[START OF Rows]

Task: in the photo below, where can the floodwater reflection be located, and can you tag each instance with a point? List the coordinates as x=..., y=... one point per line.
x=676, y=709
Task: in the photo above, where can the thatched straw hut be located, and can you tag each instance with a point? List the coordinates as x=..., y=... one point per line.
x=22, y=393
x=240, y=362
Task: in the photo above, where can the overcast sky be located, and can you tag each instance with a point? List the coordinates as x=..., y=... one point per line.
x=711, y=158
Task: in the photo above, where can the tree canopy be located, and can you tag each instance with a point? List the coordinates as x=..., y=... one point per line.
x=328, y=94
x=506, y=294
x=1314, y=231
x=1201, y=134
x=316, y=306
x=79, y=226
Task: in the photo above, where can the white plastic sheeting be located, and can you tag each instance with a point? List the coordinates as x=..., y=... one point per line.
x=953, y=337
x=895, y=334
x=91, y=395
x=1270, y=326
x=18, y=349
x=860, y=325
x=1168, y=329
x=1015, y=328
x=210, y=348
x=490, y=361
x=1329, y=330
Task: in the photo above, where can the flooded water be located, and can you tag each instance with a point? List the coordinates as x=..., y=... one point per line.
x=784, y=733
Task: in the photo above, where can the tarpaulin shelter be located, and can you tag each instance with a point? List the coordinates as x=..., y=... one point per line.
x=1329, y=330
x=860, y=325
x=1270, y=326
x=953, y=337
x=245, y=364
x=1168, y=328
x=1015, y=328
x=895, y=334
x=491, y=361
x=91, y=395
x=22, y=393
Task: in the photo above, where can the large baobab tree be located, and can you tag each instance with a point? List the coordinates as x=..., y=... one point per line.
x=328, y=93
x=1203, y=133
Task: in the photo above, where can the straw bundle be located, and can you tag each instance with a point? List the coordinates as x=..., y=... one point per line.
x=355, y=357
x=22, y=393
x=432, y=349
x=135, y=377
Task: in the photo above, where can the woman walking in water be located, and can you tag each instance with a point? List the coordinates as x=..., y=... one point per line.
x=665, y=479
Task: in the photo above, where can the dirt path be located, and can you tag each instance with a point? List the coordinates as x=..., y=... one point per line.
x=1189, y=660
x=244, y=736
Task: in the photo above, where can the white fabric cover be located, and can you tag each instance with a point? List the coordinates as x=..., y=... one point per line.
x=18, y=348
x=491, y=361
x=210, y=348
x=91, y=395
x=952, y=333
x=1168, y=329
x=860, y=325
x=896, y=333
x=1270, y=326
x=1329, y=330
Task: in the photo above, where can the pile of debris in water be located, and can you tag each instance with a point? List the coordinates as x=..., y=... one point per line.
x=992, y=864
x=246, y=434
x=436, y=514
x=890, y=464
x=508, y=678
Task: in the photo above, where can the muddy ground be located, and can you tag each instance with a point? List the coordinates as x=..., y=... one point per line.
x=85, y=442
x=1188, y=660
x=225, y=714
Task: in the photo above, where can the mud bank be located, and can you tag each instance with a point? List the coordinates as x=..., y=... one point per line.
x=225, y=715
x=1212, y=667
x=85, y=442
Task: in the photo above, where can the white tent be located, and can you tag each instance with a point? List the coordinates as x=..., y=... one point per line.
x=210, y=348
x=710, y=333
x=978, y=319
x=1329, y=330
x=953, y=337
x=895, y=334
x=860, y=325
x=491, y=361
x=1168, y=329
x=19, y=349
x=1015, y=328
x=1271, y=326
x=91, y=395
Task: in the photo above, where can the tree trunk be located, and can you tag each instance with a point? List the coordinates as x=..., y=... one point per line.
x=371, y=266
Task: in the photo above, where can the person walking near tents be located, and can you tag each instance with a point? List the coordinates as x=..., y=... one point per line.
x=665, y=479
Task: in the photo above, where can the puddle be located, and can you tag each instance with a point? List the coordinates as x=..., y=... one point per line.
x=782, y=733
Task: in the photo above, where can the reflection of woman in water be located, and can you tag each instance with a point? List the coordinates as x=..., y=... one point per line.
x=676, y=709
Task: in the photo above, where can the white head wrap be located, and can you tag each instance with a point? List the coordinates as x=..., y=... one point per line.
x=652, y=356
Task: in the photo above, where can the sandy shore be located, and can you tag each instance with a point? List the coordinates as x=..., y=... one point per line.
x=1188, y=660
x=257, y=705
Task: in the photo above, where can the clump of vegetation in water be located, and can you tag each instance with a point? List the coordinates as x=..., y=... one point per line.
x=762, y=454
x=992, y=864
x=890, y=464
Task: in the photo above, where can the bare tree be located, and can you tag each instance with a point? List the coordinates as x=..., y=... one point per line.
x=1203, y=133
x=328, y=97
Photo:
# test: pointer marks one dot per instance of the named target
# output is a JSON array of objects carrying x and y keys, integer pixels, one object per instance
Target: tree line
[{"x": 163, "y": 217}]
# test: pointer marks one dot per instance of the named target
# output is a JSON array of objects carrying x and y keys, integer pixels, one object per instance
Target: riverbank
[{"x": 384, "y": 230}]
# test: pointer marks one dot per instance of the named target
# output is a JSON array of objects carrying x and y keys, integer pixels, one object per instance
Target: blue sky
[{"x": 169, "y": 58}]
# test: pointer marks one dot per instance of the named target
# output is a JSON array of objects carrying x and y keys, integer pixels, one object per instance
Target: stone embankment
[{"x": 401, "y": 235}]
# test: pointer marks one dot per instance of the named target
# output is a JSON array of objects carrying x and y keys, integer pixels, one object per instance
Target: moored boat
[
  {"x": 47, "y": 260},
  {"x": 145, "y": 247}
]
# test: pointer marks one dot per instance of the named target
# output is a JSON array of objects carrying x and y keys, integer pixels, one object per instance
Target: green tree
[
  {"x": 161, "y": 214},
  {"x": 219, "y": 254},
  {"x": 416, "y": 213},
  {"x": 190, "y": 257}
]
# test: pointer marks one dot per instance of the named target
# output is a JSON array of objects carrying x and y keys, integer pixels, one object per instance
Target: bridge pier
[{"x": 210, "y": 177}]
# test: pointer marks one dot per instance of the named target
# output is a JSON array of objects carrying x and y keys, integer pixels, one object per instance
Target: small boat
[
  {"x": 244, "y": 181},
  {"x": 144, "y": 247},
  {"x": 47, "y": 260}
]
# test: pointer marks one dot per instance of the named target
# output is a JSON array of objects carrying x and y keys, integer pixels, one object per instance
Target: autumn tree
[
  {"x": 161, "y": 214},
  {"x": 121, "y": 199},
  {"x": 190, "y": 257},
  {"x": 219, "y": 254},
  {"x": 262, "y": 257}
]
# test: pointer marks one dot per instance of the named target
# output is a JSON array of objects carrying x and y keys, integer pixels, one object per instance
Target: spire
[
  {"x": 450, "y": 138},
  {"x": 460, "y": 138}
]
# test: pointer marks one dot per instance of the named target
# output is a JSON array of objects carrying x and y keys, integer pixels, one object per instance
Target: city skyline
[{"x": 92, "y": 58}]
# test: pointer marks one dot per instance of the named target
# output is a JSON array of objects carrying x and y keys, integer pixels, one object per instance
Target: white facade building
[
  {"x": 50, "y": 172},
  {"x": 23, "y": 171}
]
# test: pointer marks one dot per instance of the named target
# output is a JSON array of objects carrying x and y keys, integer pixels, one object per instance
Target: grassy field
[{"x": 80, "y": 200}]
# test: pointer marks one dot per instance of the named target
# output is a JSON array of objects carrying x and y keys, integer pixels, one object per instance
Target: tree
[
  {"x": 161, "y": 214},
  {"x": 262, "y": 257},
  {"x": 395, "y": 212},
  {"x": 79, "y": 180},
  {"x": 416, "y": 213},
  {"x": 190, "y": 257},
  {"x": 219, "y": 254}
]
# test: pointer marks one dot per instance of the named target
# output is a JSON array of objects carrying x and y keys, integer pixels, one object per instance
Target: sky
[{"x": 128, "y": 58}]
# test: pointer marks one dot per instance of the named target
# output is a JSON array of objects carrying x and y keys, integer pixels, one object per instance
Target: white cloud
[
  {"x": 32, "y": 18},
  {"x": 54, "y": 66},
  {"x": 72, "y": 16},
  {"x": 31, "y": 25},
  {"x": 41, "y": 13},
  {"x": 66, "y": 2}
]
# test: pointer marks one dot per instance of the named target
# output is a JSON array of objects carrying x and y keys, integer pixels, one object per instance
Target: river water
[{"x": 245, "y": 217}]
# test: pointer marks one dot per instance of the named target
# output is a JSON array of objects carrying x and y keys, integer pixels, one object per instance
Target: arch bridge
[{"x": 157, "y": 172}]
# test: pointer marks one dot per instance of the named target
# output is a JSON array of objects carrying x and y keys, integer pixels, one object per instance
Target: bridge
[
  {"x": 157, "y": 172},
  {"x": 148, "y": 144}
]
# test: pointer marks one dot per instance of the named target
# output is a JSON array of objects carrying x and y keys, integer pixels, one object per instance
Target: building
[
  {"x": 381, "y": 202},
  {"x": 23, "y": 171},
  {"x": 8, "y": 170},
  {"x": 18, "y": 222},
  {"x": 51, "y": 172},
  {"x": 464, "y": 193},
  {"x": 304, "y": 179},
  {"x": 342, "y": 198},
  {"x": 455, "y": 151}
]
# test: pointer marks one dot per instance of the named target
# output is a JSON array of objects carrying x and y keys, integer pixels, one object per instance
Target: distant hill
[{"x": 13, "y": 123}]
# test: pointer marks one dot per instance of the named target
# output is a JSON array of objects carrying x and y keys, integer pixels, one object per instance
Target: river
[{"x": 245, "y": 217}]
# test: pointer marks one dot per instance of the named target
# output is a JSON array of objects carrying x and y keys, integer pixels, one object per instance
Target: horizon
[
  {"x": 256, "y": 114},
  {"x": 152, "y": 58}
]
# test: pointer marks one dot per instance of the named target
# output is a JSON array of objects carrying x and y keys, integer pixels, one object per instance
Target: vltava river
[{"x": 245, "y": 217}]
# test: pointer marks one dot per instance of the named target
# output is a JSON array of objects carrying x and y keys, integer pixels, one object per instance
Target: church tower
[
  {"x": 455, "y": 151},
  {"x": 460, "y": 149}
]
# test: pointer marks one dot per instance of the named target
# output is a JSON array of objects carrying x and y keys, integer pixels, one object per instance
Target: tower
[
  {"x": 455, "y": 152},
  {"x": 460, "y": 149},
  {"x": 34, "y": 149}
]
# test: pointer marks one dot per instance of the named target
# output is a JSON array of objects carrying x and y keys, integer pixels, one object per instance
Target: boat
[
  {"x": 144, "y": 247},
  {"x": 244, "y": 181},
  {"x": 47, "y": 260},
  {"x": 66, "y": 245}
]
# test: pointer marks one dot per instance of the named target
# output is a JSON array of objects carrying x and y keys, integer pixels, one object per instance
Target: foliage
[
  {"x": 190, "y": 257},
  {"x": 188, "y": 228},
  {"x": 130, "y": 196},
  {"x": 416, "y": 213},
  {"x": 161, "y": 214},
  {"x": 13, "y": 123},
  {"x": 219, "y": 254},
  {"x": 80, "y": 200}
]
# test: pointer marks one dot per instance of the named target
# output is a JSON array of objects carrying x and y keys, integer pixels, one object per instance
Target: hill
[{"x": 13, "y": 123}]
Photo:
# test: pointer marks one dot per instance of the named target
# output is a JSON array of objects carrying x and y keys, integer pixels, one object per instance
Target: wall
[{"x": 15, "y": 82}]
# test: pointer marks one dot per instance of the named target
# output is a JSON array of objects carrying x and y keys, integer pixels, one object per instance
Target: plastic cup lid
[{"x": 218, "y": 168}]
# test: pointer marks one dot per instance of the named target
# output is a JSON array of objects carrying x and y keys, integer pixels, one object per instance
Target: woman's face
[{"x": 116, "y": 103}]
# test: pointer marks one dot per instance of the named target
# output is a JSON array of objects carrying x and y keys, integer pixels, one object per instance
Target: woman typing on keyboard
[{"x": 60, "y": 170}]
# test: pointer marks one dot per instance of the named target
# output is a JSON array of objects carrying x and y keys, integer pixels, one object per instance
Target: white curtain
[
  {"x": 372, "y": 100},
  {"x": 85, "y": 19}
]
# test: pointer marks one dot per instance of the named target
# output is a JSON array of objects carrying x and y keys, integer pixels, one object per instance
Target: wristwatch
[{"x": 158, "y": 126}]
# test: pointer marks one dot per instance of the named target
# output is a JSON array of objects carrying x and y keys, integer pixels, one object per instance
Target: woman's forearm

[END OF Rows]

Please put everything from the start of the records down to the line containing "x=79, y=226", both ends included, into a JSON list of strings with one string per line and blank lines left out.

[
  "Task: in the photo below, where can the floodwater reflection be located, and can you tag each instance with a point? List the coordinates as x=..., y=... one point per line.",
  "x=676, y=709",
  "Task: in the photo above, where can the thatched straw hut be located, and can you tag each instance with a point? List the coordinates as x=..., y=... one point per line.",
  "x=22, y=393",
  "x=240, y=362",
  "Task: in the photo above, where can the overcast sky be located, and can you tag each instance with a point? List the coordinates as x=..., y=... one point per line.",
  "x=711, y=158",
  "Task: in the photo above, where can the tree canopy be located, and can you tag each instance with a point? List the coordinates as x=..., y=... one point per line.",
  "x=328, y=94",
  "x=506, y=294",
  "x=1314, y=231",
  "x=1201, y=134",
  "x=316, y=306",
  "x=79, y=226"
]